• QUOTED PASSAGE:

Unique value proposition in MedTech, why can't we do it right?

Your unique value proposition is the core of your sales and marketing and yet, what most companies are pushing is neither unique nor about value. This problem is not unique to MedTech, it seems to be prevalent in all industries where the marketing is mostly traditional.

In this article, we explore how buyers have changed in the last 2 decades, leaving MedTech companies unfit to compete for buyers’ attention, and how we can adapt.
If you’ve been in this industry for more than 20 minutes, you’ve probably heard that the healthcare industry has changed and that hospitals and doctors are not looking for solutions anymore, that they are out of money, etc.

While this might be true, it is also true for the clients of most industries and yet, some are thriving. So what has changed, and how do they thrive?

Let’s start with what has changed.

Marketing has evolved drastically:
We used to have more control on the level of marketing we consumed and that exploded when the internet became widespread and the smartphone later arrived.
You want to see your friends' pictures, ad, you want to connect with a potential partner, ad, you want to watch the instruction video for your new dishwasher, ad.

We are now exposed to more than 10,000 ads per day, 4 times more than 20 years ago.

So what did companies do to stand out? They adapted with better messages, more targeted than ever. Targeting is the root of value since the value of anything only exists in the eyes of someone. This way successful companies were able to articulate clearly to buyers how they would get value by purchasing their product. And we loved it so much that we stopped being able to translate features into value, relying on companies or third parties to tell us the value.

Thanks to our recent change toward app and software, we also got a taste of near-perfect ease of use. Two decades ago, when we did not have updates rolled out every few days, we accepted the flaws of technology and learned to cope with them.
You bought a device, it worked okay, you hoped that the next generation would not have the same problems. Nowadays, if a problem is big enough, updates need to be done in a hurry to avoid seeing customers choose another option.

• PROMPT 1: For each statement below, say whether it agrees with the MedTech article, answering yes or no and quoting the words of the article that decide it. (a) People now see more than 10,000 ads per day. (b) The problem of weak value propositions is unique to MedTech. (c) Two decades ago, updates were rolled out every few days.
• PROMPT 2: Please duplicate the part of the MedTech article starting at "Your unique value" and ending at "what has changed.", keeping every word and mark unchanged.

• DATA RECORDS:
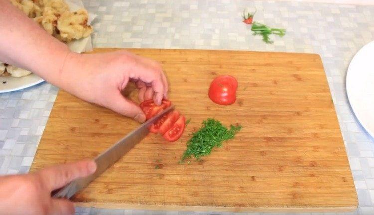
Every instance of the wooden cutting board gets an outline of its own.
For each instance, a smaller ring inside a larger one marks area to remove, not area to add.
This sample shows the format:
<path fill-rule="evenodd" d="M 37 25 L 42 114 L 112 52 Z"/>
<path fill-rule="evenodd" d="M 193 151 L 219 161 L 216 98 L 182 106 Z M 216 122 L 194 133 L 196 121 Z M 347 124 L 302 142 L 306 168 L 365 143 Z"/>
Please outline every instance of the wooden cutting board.
<path fill-rule="evenodd" d="M 352 176 L 318 55 L 130 50 L 162 63 L 170 99 L 191 122 L 181 139 L 173 143 L 150 134 L 76 195 L 73 200 L 78 206 L 236 212 L 357 208 Z M 239 82 L 237 101 L 230 106 L 214 104 L 207 96 L 210 82 L 223 74 L 234 76 Z M 136 97 L 133 86 L 124 93 Z M 240 123 L 242 130 L 203 161 L 179 164 L 189 134 L 209 117 L 226 126 Z M 31 171 L 93 159 L 138 126 L 60 91 Z"/>

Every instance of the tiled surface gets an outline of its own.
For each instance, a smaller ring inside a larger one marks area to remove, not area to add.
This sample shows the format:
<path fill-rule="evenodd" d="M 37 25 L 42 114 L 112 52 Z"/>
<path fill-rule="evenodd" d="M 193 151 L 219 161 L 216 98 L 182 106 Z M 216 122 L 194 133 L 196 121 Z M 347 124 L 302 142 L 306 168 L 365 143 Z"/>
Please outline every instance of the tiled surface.
<path fill-rule="evenodd" d="M 352 115 L 344 87 L 351 58 L 374 39 L 374 6 L 236 0 L 83 1 L 88 10 L 98 15 L 94 24 L 94 47 L 319 54 L 336 108 L 359 208 L 349 213 L 302 214 L 374 215 L 374 143 Z M 286 35 L 275 38 L 273 45 L 253 37 L 241 22 L 241 15 L 244 8 L 254 7 L 256 21 L 286 28 Z M 44 83 L 0 94 L 0 174 L 28 171 L 57 92 L 55 87 Z M 77 209 L 77 214 L 82 215 L 228 214 L 231 214 Z"/>

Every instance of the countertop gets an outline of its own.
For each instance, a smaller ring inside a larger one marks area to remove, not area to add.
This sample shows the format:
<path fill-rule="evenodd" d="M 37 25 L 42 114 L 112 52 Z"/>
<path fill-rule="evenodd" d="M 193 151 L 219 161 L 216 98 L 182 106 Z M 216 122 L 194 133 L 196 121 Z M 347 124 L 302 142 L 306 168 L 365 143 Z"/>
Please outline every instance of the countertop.
<path fill-rule="evenodd" d="M 320 55 L 347 151 L 359 198 L 352 213 L 374 214 L 374 143 L 355 119 L 345 79 L 352 57 L 374 40 L 374 6 L 234 0 L 84 0 L 98 15 L 94 47 L 242 50 Z M 256 21 L 287 30 L 266 44 L 243 23 L 244 8 Z M 374 57 L 374 56 L 373 56 Z M 58 89 L 44 83 L 0 94 L 0 175 L 27 173 Z M 206 215 L 235 213 L 77 208 L 77 214 Z M 245 215 L 279 214 L 249 213 Z"/>

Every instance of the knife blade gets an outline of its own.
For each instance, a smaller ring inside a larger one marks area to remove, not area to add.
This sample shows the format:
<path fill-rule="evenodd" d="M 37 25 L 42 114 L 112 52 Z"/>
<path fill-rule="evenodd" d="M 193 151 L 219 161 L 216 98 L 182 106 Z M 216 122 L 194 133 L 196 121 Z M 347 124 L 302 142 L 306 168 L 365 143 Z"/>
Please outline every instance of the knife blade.
<path fill-rule="evenodd" d="M 70 199 L 78 191 L 87 187 L 94 179 L 103 173 L 109 167 L 126 154 L 140 142 L 149 133 L 149 127 L 155 122 L 174 109 L 171 106 L 142 124 L 140 127 L 128 134 L 122 139 L 95 158 L 97 165 L 96 171 L 86 177 L 76 179 L 61 189 L 54 192 L 55 198 Z"/>

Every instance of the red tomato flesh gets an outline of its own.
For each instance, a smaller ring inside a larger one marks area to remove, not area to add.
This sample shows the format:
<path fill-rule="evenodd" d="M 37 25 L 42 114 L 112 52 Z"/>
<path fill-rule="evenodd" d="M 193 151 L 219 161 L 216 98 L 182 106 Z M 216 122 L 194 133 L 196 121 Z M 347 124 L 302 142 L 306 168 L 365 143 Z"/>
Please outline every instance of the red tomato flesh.
<path fill-rule="evenodd" d="M 179 139 L 185 130 L 186 119 L 183 116 L 180 116 L 171 128 L 165 134 L 163 137 L 168 141 L 174 142 Z"/>
<path fill-rule="evenodd" d="M 230 75 L 221 75 L 214 79 L 209 88 L 209 98 L 214 103 L 228 105 L 236 100 L 238 82 Z"/>
<path fill-rule="evenodd" d="M 160 119 L 156 122 L 156 123 L 153 124 L 151 127 L 149 128 L 149 131 L 152 133 L 157 133 L 159 132 L 159 129 L 160 128 L 160 126 L 161 126 L 161 125 L 164 123 L 164 122 L 165 121 L 166 119 L 168 118 L 168 115 L 166 114 L 164 116 L 163 116 L 162 117 L 161 117 L 161 119 Z"/>
<path fill-rule="evenodd" d="M 178 117 L 179 117 L 179 113 L 177 111 L 173 111 L 168 114 L 166 119 L 159 128 L 159 133 L 161 134 L 165 134 L 167 131 L 170 129 L 170 128 L 178 119 Z"/>
<path fill-rule="evenodd" d="M 161 105 L 157 106 L 153 102 L 153 100 L 149 99 L 140 103 L 139 106 L 146 115 L 146 120 L 148 120 L 169 107 L 171 104 L 170 101 L 163 100 Z"/>

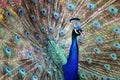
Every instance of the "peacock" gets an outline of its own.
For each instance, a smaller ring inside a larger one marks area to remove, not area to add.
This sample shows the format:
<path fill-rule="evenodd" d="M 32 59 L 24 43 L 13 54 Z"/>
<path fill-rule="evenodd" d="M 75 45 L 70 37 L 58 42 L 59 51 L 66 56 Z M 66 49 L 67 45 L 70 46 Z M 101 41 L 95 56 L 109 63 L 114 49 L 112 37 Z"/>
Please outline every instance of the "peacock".
<path fill-rule="evenodd" d="M 0 0 L 0 80 L 120 80 L 120 0 Z"/>

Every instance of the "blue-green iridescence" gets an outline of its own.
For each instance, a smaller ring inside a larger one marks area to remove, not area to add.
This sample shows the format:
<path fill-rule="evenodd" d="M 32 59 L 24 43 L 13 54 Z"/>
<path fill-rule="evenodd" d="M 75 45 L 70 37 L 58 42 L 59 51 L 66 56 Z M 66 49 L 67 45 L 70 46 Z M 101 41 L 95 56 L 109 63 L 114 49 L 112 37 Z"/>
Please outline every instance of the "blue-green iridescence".
<path fill-rule="evenodd" d="M 89 2 L 89 3 L 87 4 L 87 8 L 90 9 L 90 10 L 95 10 L 96 5 Z"/>
<path fill-rule="evenodd" d="M 67 4 L 67 9 L 68 9 L 69 11 L 74 11 L 75 8 L 76 8 L 76 4 L 75 4 L 75 3 L 71 2 L 71 3 L 68 3 L 68 4 Z"/>
<path fill-rule="evenodd" d="M 4 47 L 3 49 L 7 56 L 12 56 L 12 50 L 10 47 Z"/>
<path fill-rule="evenodd" d="M 114 15 L 118 14 L 118 9 L 114 5 L 109 6 L 108 10 L 111 14 L 114 14 Z"/>

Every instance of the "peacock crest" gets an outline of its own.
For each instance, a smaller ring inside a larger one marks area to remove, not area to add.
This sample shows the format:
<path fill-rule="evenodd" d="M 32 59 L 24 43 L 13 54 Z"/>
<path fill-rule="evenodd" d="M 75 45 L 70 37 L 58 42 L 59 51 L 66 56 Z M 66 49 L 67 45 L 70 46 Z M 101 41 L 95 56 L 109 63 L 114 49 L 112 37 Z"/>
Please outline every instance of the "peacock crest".
<path fill-rule="evenodd" d="M 119 80 L 119 50 L 120 0 L 0 0 L 0 80 Z"/>

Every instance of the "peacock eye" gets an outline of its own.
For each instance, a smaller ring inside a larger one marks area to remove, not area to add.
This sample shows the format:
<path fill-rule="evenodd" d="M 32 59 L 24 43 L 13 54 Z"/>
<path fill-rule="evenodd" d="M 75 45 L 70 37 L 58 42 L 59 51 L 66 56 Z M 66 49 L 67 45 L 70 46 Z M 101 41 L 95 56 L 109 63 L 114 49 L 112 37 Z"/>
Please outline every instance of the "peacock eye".
<path fill-rule="evenodd" d="M 39 69 L 41 69 L 42 68 L 42 63 L 41 62 L 37 62 L 37 66 L 38 66 Z"/>
<path fill-rule="evenodd" d="M 87 4 L 87 8 L 90 9 L 90 10 L 95 10 L 96 5 L 89 2 L 89 3 Z"/>
<path fill-rule="evenodd" d="M 55 20 L 58 20 L 60 18 L 60 13 L 58 11 L 53 11 L 53 17 Z"/>
<path fill-rule="evenodd" d="M 91 64 L 92 63 L 92 58 L 86 58 L 86 61 Z"/>
<path fill-rule="evenodd" d="M 97 29 L 101 28 L 101 23 L 98 20 L 94 20 L 92 25 Z"/>
<path fill-rule="evenodd" d="M 32 55 L 31 52 L 27 51 L 26 54 L 27 54 L 27 56 L 28 56 L 29 59 L 33 59 L 33 55 Z"/>
<path fill-rule="evenodd" d="M 61 44 L 62 48 L 67 48 L 67 42 L 66 41 L 63 41 L 62 44 Z"/>
<path fill-rule="evenodd" d="M 103 78 L 103 77 L 101 77 L 101 78 L 100 78 L 100 80 L 104 80 L 104 78 Z"/>
<path fill-rule="evenodd" d="M 118 9 L 114 5 L 109 6 L 108 10 L 111 14 L 118 14 Z"/>
<path fill-rule="evenodd" d="M 46 8 L 43 8 L 43 9 L 42 9 L 42 15 L 44 15 L 44 16 L 47 15 L 47 9 L 46 9 Z"/>
<path fill-rule="evenodd" d="M 119 27 L 113 28 L 113 31 L 114 31 L 116 34 L 120 35 L 120 28 L 119 28 Z"/>
<path fill-rule="evenodd" d="M 19 73 L 20 73 L 22 76 L 25 76 L 25 75 L 26 75 L 26 72 L 25 72 L 25 69 L 24 69 L 24 68 L 20 68 L 20 69 L 19 69 Z"/>
<path fill-rule="evenodd" d="M 47 0 L 49 3 L 52 2 L 52 0 Z"/>
<path fill-rule="evenodd" d="M 99 48 L 94 48 L 93 50 L 96 54 L 101 54 L 101 50 Z"/>
<path fill-rule="evenodd" d="M 62 29 L 59 34 L 60 34 L 60 36 L 64 36 L 66 34 L 66 31 L 64 29 Z"/>
<path fill-rule="evenodd" d="M 81 36 L 78 36 L 77 37 L 77 41 L 80 42 L 80 43 L 82 43 L 84 41 L 84 39 Z"/>
<path fill-rule="evenodd" d="M 98 76 L 97 76 L 97 74 L 93 74 L 93 77 L 94 77 L 94 78 L 97 78 Z"/>
<path fill-rule="evenodd" d="M 14 35 L 14 40 L 15 40 L 15 41 L 20 41 L 20 40 L 21 40 L 21 38 L 20 38 L 20 36 L 19 36 L 19 35 L 15 34 L 15 35 Z"/>
<path fill-rule="evenodd" d="M 33 3 L 36 3 L 37 2 L 37 0 L 31 0 Z"/>
<path fill-rule="evenodd" d="M 96 41 L 97 41 L 97 43 L 99 43 L 99 44 L 103 44 L 103 43 L 104 43 L 103 38 L 100 37 L 100 36 L 96 37 Z"/>
<path fill-rule="evenodd" d="M 104 67 L 106 68 L 106 70 L 111 70 L 111 66 L 109 64 L 104 64 Z"/>
<path fill-rule="evenodd" d="M 113 46 L 117 49 L 120 49 L 120 44 L 118 42 L 114 42 Z"/>
<path fill-rule="evenodd" d="M 4 69 L 5 69 L 5 72 L 8 73 L 9 76 L 12 75 L 12 70 L 9 66 L 5 66 Z"/>
<path fill-rule="evenodd" d="M 30 32 L 29 32 L 29 31 L 26 31 L 26 30 L 24 31 L 24 34 L 25 34 L 25 36 L 27 36 L 27 37 L 30 37 L 30 35 L 31 35 Z"/>
<path fill-rule="evenodd" d="M 24 14 L 25 14 L 25 12 L 24 12 L 24 10 L 23 10 L 22 8 L 19 8 L 19 9 L 18 9 L 18 12 L 19 12 L 19 14 L 20 14 L 21 16 L 24 16 Z"/>
<path fill-rule="evenodd" d="M 74 11 L 75 10 L 75 7 L 76 7 L 76 5 L 75 5 L 75 3 L 68 3 L 67 4 L 67 9 L 69 10 L 69 11 Z"/>
<path fill-rule="evenodd" d="M 12 15 L 11 15 L 11 13 L 10 13 L 9 11 L 6 11 L 5 14 L 6 14 L 6 16 L 7 16 L 8 18 L 11 18 L 11 17 L 12 17 Z"/>
<path fill-rule="evenodd" d="M 4 48 L 4 51 L 5 51 L 5 54 L 6 54 L 7 56 L 11 56 L 11 55 L 12 55 L 11 48 L 6 47 L 6 48 Z"/>
<path fill-rule="evenodd" d="M 34 51 L 35 51 L 36 53 L 40 53 L 40 48 L 38 48 L 37 46 L 34 46 Z"/>
<path fill-rule="evenodd" d="M 37 75 L 33 75 L 32 76 L 32 80 L 38 80 L 38 76 Z"/>
<path fill-rule="evenodd" d="M 45 27 L 44 26 L 41 27 L 41 32 L 45 33 Z"/>
<path fill-rule="evenodd" d="M 50 31 L 51 33 L 53 33 L 53 32 L 54 32 L 54 28 L 51 27 L 51 26 L 49 26 L 49 31 Z"/>
<path fill-rule="evenodd" d="M 110 57 L 113 59 L 113 60 L 117 60 L 117 55 L 115 53 L 111 53 L 110 54 Z"/>
<path fill-rule="evenodd" d="M 110 80 L 110 78 L 106 78 L 106 80 Z"/>

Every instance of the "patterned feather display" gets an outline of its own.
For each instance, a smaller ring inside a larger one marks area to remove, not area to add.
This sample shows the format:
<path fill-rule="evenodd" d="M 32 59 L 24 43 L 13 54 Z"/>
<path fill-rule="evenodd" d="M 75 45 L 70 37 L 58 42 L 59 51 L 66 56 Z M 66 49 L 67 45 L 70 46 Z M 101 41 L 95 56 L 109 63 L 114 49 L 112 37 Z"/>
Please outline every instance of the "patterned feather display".
<path fill-rule="evenodd" d="M 120 0 L 0 0 L 0 80 L 64 80 L 77 27 L 79 80 L 120 80 Z"/>

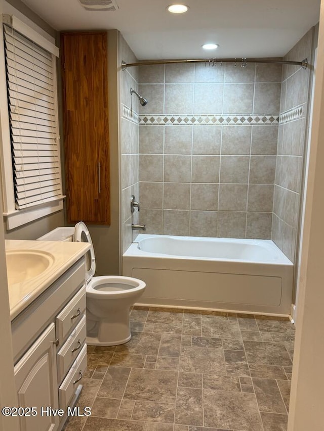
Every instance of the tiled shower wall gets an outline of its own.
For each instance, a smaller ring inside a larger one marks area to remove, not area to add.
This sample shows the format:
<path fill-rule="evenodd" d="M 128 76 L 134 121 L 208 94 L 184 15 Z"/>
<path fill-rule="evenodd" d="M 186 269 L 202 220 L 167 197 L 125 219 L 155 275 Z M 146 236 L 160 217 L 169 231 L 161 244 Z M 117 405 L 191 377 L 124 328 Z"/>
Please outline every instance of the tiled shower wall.
<path fill-rule="evenodd" d="M 281 66 L 139 69 L 146 231 L 271 238 Z"/>
<path fill-rule="evenodd" d="M 137 59 L 119 34 L 119 64 L 122 60 L 136 63 Z M 134 95 L 131 97 L 130 89 L 138 88 L 137 67 L 131 67 L 119 72 L 120 160 L 120 180 L 122 189 L 122 249 L 124 253 L 133 241 L 132 223 L 138 222 L 137 211 L 132 216 L 131 197 L 139 195 L 138 100 Z"/>
<path fill-rule="evenodd" d="M 313 29 L 285 57 L 302 60 L 312 55 Z M 295 261 L 307 102 L 310 75 L 296 66 L 284 66 L 280 102 L 277 163 L 274 185 L 272 239 L 293 262 Z"/>

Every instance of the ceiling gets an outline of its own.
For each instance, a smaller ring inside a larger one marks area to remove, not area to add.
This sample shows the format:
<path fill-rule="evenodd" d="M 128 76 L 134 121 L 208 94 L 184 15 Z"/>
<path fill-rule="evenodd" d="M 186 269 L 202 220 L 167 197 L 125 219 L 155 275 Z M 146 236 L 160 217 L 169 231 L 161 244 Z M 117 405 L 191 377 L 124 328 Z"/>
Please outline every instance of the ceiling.
<path fill-rule="evenodd" d="M 78 0 L 22 1 L 57 30 L 117 29 L 139 60 L 282 57 L 318 22 L 320 3 L 116 0 L 116 11 L 94 12 Z M 167 12 L 166 7 L 176 3 L 190 9 L 181 15 Z M 206 52 L 201 45 L 207 42 L 220 46 Z"/>

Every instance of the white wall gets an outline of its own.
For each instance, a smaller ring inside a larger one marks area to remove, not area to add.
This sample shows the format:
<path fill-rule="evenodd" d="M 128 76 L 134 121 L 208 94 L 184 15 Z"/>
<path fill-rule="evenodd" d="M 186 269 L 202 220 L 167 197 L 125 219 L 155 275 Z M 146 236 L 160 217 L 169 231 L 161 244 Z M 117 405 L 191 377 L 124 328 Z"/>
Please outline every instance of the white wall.
<path fill-rule="evenodd" d="M 321 2 L 288 431 L 324 429 L 324 1 Z"/>

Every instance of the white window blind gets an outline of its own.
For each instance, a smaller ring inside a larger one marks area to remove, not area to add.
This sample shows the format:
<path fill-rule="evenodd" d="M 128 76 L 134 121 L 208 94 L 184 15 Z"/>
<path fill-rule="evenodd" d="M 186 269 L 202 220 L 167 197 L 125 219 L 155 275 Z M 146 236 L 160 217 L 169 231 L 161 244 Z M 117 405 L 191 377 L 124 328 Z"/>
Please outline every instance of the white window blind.
<path fill-rule="evenodd" d="M 16 208 L 63 197 L 53 54 L 4 25 Z"/>

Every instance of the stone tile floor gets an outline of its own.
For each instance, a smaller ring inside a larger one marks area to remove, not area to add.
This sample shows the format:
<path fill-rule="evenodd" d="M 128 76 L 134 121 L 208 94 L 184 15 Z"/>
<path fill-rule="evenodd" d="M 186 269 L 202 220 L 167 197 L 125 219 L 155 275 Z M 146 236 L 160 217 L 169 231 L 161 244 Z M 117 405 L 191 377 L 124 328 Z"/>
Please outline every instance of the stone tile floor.
<path fill-rule="evenodd" d="M 132 338 L 89 346 L 65 431 L 286 431 L 295 328 L 266 316 L 135 306 Z"/>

• ANSWER BOX 1:
(a) Yes: "We are now exposed to more than 10,000 ads per day, 4 times more than 20 years ago."
(b) No: "This problem is not unique to MedTech, it seems to be prevalent in all industries where the marketing is mostly traditional."
(c) No: "Two decades ago, when we did not have updates rolled out every few days, we accepted the flaws of technology and learned to cope with them."

• ANSWER BOX 2:
Your unique value proposition is the core of your sales and marketing and yet, what most companies are pushing is neither unique nor about value. This problem is not unique to MedTech, it seems to be prevalent in all industries where the marketing is mostly traditional.

In this article, we explore how buyers have changed in the last 2 decades, leaving MedTech companies unfit to compete for buyers’ attention, and how we can adapt.
If you’ve been in this industry for more than 20 minutes, you’ve probably heard that the healthcare industry has changed and that hospitals and doctors are not looking for solutions anymore, that they are out of money, etc.

While this might be true, it is also true for the clients of most industries and yet, some are thriving. So what has changed, and how do they thrive?

Let’s start with what has changed.